WORK ORDER
For every line in the material, produce an exact copy.

______________________________

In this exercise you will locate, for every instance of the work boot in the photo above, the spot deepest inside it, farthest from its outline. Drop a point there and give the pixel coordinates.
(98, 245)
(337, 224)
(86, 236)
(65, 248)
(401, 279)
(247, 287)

______________________________

TASK RESULT
In this exercise you will locate, for every instance of the work boot in the photo above, the spot deepest inside it, farthest from its outline. Drop a point there and give the pixel coordinates.
(98, 245)
(337, 224)
(86, 236)
(65, 248)
(401, 279)
(247, 287)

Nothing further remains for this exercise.